Output the lines below as a numbered list, skipping any blank lines and omitting the pictures.
::: Material for the task :::
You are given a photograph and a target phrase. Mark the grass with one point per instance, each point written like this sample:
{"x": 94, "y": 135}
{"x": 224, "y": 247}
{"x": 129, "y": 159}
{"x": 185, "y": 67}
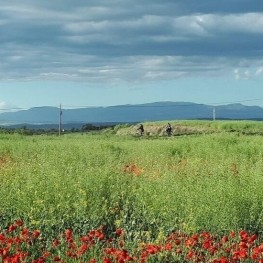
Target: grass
{"x": 148, "y": 186}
:::
> **Result of the task**:
1. You are given a photograph and a target phrase. Mark the grass with one point per instance, each point written like this sample:
2. {"x": 94, "y": 135}
3. {"x": 224, "y": 247}
4. {"x": 129, "y": 159}
5. {"x": 185, "y": 67}
6. Target: grass
7. {"x": 148, "y": 186}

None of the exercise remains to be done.